**What the task requires**
Nothing in the records should change; write them all out exactly.

**Source records**
>>>

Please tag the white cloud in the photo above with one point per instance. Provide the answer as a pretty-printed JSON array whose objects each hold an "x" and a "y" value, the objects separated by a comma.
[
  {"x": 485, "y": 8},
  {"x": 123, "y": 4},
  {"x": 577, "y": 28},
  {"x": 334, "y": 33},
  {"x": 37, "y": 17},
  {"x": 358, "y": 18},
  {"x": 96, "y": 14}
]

<<<

**Solution to this exercise**
Please tag the white cloud in the photo above with one point per instance. Provide the answer as a pretty-printed JSON array whose objects each hold an "x" and a "y" value, the objects separated by a comma.
[
  {"x": 485, "y": 8},
  {"x": 123, "y": 4},
  {"x": 577, "y": 28},
  {"x": 334, "y": 33},
  {"x": 37, "y": 17},
  {"x": 358, "y": 18},
  {"x": 96, "y": 14}
]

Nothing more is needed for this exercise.